* **Records provided**:
⟨

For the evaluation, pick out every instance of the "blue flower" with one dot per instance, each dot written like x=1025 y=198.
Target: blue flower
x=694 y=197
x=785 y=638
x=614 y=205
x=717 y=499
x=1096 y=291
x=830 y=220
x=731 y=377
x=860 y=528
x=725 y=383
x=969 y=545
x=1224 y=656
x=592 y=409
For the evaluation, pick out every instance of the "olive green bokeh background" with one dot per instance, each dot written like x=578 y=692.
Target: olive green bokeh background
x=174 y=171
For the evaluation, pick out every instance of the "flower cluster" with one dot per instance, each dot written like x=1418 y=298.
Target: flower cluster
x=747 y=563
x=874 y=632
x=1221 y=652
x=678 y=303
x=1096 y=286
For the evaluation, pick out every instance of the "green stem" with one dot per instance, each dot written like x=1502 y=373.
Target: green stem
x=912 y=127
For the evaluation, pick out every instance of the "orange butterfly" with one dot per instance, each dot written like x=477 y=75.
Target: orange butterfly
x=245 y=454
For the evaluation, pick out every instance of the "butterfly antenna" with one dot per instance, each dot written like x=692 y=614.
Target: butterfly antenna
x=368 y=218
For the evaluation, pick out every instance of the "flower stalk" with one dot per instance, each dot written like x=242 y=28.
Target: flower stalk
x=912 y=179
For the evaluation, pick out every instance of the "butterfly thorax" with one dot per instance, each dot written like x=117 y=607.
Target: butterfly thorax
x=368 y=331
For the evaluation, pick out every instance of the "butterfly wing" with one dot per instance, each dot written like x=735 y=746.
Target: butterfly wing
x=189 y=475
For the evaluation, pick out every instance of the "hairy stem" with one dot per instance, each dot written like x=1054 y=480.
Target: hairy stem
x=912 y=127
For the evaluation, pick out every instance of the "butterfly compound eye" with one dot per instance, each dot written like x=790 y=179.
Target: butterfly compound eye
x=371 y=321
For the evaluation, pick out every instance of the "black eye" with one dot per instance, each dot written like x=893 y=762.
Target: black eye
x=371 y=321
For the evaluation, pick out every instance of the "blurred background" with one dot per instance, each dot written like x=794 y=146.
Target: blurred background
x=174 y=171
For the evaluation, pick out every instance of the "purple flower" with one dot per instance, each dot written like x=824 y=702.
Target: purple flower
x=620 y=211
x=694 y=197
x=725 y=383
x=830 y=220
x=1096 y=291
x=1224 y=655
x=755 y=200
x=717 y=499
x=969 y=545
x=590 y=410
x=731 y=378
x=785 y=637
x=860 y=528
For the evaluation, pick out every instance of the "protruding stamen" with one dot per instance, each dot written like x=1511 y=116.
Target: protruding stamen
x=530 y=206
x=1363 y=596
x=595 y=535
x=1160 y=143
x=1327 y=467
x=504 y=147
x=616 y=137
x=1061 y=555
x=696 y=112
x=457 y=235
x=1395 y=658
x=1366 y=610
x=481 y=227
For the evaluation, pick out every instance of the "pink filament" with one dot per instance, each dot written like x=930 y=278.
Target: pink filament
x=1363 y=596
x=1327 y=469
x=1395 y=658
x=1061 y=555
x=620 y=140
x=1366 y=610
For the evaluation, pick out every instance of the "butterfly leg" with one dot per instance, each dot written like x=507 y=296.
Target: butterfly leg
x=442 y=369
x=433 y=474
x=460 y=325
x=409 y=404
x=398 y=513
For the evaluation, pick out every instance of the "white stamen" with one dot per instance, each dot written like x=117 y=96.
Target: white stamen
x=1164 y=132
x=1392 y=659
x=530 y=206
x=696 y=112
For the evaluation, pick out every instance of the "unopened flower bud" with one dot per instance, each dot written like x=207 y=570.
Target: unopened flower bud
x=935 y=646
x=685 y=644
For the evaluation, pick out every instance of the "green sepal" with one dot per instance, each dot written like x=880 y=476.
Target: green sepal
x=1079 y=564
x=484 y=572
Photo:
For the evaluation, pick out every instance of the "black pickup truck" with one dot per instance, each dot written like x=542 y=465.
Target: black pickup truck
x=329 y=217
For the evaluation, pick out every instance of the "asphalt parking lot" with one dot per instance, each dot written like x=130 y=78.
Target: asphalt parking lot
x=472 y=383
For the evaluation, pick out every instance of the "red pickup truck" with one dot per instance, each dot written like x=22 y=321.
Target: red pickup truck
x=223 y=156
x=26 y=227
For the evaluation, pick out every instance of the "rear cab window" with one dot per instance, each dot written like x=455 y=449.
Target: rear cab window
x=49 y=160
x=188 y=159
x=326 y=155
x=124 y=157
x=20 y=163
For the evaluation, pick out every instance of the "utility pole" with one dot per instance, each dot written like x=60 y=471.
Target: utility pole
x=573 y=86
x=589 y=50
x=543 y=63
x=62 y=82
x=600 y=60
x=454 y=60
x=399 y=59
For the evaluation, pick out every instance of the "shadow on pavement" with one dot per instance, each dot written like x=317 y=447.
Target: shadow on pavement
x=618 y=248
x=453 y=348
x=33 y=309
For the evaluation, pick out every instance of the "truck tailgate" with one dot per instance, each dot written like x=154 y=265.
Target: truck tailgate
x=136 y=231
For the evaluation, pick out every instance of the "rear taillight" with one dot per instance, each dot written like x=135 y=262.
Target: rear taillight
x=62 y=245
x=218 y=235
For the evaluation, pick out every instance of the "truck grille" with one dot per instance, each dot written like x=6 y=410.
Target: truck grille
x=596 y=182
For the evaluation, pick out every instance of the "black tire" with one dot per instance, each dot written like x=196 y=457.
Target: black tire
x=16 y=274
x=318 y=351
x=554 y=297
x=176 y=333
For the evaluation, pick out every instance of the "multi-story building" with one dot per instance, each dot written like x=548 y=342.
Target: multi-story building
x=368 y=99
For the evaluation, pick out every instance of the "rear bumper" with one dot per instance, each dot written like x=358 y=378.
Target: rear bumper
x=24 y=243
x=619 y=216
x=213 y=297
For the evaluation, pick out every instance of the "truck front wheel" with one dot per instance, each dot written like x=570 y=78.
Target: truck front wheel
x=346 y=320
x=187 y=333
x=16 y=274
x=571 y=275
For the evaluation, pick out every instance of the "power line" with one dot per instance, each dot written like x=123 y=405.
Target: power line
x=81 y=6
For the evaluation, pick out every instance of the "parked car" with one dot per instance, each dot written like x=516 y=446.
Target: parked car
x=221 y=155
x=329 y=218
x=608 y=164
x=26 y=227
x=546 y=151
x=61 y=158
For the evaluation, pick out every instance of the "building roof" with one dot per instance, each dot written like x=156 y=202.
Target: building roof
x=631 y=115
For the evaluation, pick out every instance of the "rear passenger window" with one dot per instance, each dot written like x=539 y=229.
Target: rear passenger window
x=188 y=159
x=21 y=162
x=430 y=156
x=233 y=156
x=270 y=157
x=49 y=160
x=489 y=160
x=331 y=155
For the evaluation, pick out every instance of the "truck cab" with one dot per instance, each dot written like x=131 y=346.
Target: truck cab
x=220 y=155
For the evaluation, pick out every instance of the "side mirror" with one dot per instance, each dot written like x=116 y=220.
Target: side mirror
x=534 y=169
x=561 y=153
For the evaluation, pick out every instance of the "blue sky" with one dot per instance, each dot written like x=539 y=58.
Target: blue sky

⟩

* **Exercise requirements**:
Above are the records; copy exactly the lines from the one with "like x=156 y=202." through the final line.

* **The answer**:
For the evaluation, pick out every instance of the "building roof" with one dot per instance, each dot written like x=156 y=202.
Target: building roof
x=631 y=115
For the evaluation, pick out every instance of the "rear passenger window" with one dot per instance, each dot written like x=539 y=229.
Target: rear passenger window
x=188 y=159
x=21 y=162
x=430 y=156
x=233 y=156
x=270 y=157
x=49 y=160
x=489 y=160
x=331 y=155
For the evaluation, pick out every instance of the "truck cab" with one dot per instance, each dot written like x=131 y=346.
Target: truck cab
x=220 y=155
For the evaluation, pick out every instance of the "side mirror" with one dot per instance, each dot written like x=116 y=220.
Target: side mirror
x=534 y=169
x=561 y=153
For the evaluation, pick out every instance of the "blue sky" with one dot per instance, each dot written like x=539 y=58.
Target: blue sky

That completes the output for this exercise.